- SET TASK 1
In the article about the tango classes, rewrite the passage between "Dancer will lead" and "genders are welcome.", inclusive, changing "Long Dock Park" to "Riverfront Park".

- PASSAGE SHOWN
★ ★ ★ ★

Dancer will lead lessons at Howland Center
Although Emiliano De Laurentiis teaches Argentinian tango, he is not, in fact, Argentinian. In fact, the dual citizen (U.S. and Canada) has never been to Argentina. But he’s more than happy to import the country’s best-known dance.

De Laurentiis
After a test run this summer at Long Dock Park in Beacon, De Laurentiis will lead an eight-session series of classes starting Sept. 11 at the Howland Cultural Center. No experience is necessary, and couples of all genders are welcome.
“If the dancer is good, there’s something that goes through the eye,” he says of the tango. “It’s all happening in the heart, chest-to-chest, parallel to each other at all times. It’s a connection between the hearts.”
Raised in Montreal, De Laurentiis spent years in the Berkshires, living in Williamstown, Massachusetts. It was in that dance-centric part of the Northeast that De Laurentiis, whose non-terpsichorean occupation is developing educational software — as a sideline, he’s building AI tools to teach tango — began taking Argentine tango classes about 15 years ago.
Its spell on him was solidified when he discovered Dario Da Silva, an Argentinian who is a leading light in the form.
“Watching him, how he danced, changed my whole perspective,” De Laurentiis said. “Previously, I knew how to teach the lead. You have to create a choreography in your head while you’re dancing, while adding your own perspective. Now I teach all my students how to lead and follow.”
De Laurentiis and Da Silva collaborated on a series of instructive YouTube videos, which have been viewed more than 4 million times. “When Dario moved to France, he started getting asked, ‘Are you the Dario?’ ” De Laurentiis says. “It helped him build his career in Europe.”

★ ★ ★ ★

- THE RECORDS
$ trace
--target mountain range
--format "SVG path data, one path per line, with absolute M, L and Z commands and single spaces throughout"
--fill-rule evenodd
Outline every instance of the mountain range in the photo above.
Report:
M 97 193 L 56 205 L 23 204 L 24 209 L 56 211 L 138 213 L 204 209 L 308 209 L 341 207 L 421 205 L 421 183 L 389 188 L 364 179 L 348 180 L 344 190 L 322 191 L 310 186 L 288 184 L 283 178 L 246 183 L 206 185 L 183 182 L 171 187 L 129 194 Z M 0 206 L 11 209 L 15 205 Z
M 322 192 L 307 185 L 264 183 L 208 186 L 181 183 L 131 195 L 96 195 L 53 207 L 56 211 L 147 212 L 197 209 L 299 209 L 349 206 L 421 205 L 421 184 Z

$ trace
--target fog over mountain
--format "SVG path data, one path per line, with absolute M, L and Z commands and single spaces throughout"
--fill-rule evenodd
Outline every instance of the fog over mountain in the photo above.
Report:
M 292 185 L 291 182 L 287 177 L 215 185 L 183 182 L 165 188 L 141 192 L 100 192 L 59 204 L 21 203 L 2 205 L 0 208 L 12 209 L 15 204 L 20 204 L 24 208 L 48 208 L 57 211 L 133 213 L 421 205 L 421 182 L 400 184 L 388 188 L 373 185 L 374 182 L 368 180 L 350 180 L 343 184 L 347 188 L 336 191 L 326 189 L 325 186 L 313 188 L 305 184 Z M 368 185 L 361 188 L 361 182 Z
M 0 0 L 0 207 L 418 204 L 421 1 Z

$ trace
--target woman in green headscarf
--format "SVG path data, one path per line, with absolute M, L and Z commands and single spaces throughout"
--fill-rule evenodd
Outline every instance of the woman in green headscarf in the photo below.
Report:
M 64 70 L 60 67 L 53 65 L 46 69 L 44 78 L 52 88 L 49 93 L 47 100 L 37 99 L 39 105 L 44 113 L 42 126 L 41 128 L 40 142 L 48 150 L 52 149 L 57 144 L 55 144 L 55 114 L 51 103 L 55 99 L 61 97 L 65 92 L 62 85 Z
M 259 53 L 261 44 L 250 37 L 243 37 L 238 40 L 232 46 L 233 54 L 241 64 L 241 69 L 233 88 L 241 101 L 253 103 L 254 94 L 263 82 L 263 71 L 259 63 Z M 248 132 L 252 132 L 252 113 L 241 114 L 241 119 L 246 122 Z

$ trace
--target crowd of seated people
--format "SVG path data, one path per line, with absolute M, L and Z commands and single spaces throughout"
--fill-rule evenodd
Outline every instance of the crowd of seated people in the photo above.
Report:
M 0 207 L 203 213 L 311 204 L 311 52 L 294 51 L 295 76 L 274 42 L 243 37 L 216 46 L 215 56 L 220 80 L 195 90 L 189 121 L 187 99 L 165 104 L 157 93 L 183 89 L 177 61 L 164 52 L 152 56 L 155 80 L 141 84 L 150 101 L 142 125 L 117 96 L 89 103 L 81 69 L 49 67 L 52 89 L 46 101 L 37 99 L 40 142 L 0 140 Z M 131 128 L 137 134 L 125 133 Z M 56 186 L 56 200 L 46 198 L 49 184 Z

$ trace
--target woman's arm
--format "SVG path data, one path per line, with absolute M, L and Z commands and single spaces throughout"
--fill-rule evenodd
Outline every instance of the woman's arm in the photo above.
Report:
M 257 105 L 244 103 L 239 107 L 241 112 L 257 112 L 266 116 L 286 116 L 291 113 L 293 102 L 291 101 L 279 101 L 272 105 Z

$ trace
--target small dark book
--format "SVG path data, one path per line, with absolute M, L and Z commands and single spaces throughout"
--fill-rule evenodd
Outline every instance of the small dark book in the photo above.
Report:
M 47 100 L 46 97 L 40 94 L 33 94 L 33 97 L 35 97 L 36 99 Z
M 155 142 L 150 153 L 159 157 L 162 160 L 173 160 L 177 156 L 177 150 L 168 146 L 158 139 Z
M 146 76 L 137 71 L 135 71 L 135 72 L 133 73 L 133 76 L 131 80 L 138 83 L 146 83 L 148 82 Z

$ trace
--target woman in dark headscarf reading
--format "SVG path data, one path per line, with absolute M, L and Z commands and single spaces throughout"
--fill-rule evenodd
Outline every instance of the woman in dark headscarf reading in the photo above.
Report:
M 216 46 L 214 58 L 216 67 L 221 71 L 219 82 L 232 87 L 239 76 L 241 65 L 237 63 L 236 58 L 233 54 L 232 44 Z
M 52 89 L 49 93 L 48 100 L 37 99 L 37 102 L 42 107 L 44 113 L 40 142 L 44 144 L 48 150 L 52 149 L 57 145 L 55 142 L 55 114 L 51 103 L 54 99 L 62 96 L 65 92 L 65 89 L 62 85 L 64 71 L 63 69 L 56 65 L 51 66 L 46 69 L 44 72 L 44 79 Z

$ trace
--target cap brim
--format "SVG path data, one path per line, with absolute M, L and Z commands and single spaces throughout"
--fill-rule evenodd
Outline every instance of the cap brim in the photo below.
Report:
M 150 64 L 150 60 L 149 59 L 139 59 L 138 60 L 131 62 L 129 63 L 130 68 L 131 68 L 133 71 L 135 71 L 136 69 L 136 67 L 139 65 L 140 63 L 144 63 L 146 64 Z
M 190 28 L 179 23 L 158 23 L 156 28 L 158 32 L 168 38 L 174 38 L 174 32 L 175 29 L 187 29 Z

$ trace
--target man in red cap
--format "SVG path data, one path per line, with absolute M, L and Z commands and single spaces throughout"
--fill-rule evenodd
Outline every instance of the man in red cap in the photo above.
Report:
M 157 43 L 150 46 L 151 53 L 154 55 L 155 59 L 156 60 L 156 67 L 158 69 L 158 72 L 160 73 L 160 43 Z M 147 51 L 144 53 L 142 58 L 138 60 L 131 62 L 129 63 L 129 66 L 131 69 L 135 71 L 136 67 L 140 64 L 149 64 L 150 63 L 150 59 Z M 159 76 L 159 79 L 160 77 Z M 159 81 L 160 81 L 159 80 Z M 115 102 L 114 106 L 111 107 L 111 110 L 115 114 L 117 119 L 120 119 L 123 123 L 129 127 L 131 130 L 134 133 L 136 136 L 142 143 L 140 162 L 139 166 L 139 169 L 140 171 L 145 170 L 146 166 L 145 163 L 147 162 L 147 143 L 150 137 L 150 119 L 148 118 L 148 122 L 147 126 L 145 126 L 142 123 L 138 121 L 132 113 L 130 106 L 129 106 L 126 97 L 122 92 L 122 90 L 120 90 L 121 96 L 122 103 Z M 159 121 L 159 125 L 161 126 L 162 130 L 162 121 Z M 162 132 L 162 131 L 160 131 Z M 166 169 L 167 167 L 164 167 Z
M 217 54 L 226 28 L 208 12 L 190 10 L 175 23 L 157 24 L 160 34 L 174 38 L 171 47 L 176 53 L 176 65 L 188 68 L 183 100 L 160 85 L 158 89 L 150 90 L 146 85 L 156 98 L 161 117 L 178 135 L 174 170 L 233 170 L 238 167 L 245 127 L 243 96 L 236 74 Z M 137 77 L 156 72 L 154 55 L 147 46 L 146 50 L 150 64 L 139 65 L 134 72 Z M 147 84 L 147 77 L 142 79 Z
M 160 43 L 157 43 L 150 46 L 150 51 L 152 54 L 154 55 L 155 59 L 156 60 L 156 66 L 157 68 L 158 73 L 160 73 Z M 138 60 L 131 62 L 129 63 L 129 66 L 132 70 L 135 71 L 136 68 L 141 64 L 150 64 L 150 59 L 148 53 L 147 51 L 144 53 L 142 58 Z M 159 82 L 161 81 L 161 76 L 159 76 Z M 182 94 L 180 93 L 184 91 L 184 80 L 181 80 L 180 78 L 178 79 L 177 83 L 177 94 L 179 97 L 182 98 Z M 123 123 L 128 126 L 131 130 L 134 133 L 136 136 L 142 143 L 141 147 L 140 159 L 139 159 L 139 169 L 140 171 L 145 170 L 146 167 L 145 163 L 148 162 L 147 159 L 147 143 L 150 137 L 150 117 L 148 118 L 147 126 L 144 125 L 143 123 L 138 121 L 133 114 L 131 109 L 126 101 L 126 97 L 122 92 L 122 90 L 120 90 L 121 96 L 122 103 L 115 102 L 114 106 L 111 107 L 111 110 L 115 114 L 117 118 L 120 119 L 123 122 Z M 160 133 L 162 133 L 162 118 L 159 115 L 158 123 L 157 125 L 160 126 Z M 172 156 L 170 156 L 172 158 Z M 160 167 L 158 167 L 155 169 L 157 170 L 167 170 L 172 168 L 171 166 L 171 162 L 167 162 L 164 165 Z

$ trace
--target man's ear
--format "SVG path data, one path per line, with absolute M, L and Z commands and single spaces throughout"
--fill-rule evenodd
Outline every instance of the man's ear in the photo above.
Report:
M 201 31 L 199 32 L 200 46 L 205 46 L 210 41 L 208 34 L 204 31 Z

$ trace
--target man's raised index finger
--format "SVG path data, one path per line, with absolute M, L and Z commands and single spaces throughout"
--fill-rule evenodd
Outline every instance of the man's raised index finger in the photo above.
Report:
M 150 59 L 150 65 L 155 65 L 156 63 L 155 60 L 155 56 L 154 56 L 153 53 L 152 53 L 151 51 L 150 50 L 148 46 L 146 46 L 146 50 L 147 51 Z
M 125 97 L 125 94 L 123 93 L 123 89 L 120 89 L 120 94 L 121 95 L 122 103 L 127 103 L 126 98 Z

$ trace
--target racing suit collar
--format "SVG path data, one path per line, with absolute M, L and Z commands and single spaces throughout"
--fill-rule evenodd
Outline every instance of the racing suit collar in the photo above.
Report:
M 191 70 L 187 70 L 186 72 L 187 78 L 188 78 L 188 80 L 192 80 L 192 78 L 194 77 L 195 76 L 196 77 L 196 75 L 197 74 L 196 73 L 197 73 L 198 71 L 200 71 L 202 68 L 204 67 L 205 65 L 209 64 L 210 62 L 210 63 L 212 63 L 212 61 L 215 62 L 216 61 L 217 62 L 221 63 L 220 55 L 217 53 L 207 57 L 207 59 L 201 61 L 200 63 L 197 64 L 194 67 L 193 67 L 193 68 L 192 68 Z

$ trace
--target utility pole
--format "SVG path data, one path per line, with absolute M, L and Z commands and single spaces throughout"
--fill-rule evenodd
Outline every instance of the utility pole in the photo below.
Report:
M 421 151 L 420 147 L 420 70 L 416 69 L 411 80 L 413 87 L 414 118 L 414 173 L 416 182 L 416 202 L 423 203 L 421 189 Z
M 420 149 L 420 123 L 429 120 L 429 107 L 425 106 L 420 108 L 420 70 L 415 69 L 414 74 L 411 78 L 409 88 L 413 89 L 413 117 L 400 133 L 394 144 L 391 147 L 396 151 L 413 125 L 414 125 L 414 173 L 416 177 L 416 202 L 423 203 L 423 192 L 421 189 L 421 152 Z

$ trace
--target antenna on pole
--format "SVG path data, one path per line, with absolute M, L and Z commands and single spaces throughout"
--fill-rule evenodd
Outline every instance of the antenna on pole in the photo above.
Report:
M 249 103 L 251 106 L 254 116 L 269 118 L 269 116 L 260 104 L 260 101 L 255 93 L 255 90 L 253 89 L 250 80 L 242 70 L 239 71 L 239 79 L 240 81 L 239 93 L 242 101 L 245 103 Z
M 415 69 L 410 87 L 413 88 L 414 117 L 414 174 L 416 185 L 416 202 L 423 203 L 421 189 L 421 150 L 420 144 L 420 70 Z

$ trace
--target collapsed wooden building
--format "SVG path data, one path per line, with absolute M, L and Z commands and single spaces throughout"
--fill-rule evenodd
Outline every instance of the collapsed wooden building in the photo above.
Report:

★ ★ ★ ★

- SET TASK 2
Retype the records exactly as they stand, from their first line through the line holding "M 259 53 L 261", inclusive.

- SOLUTION 1
Dancer will lead lessons at Howland Center
Although Emiliano De Laurentiis teaches Argentinian tango, he is not, in fact, Argentinian. In fact, the dual citizen (U.S. and Canada) has never been to Argentina. But he’s more than happy to import the country’s best-known dance.

De Laurentiis
After a test run this summer at Riverfront Park in Beacon, De Laurentiis will lead an eight-session series of classes starting Sept. 11 at the Howland Cultural Center. No experience is necessary, and couples of all genders are welcome.

- SOLUTION 2
$ trace
--target mountain range
--format "SVG path data, one path per line, with absolute M, L and Z commands and single spaces throughout"
--fill-rule evenodd
Outline every instance of the mountain range in the photo above.
Report:
M 97 193 L 56 205 L 23 204 L 24 209 L 56 211 L 138 213 L 204 209 L 308 209 L 341 207 L 421 205 L 421 183 L 389 188 L 364 179 L 348 180 L 344 190 L 322 191 L 310 186 L 288 184 L 283 178 L 246 183 L 206 185 L 183 182 L 171 187 L 129 194 Z M 0 206 L 11 209 L 15 205 Z
M 322 192 L 307 185 L 264 183 L 208 186 L 181 183 L 131 195 L 96 195 L 53 207 L 56 211 L 147 212 L 197 209 L 299 209 L 349 206 L 421 205 L 421 184 Z

$ trace
--target fog over mountain
--format "SVG path data, one path per line, with absolute M, L and Z commands and single spaces throughout"
--fill-rule evenodd
Outline every instance of the fog over mountain in the photo above.
Report:
M 292 185 L 291 182 L 287 177 L 215 185 L 183 182 L 165 188 L 141 192 L 100 192 L 59 204 L 21 203 L 2 205 L 0 208 L 12 209 L 15 204 L 20 204 L 24 208 L 48 208 L 57 211 L 133 213 L 421 205 L 421 182 L 400 184 L 388 188 L 373 185 L 374 182 L 368 180 L 350 180 L 343 184 L 347 188 L 336 191 L 326 189 L 325 186 L 313 188 L 305 184 Z M 368 185 L 361 188 L 361 182 Z
M 0 0 L 0 207 L 418 204 L 421 1 Z

$ trace
--target woman in green headscarf
--format "SVG path data, one path per line, with absolute M, L and Z commands and single spaces throughout"
--fill-rule evenodd
Outline every instance of the woman in green headscarf in the photo below.
Report:
M 64 70 L 60 67 L 53 65 L 46 69 L 44 78 L 52 88 L 49 93 L 47 100 L 37 99 L 39 105 L 44 113 L 42 126 L 41 128 L 40 142 L 48 150 L 52 149 L 57 144 L 55 144 L 55 114 L 51 103 L 55 99 L 61 97 L 65 92 L 62 85 Z
M 259 53 L 261 44 L 250 37 L 243 37 L 238 40 L 232 46 L 233 54 L 241 64 L 241 69 L 233 88 L 241 101 L 253 103 L 254 94 L 263 82 L 263 71 L 259 63 Z M 248 132 L 252 132 L 252 113 L 241 114 L 241 119 L 246 122 Z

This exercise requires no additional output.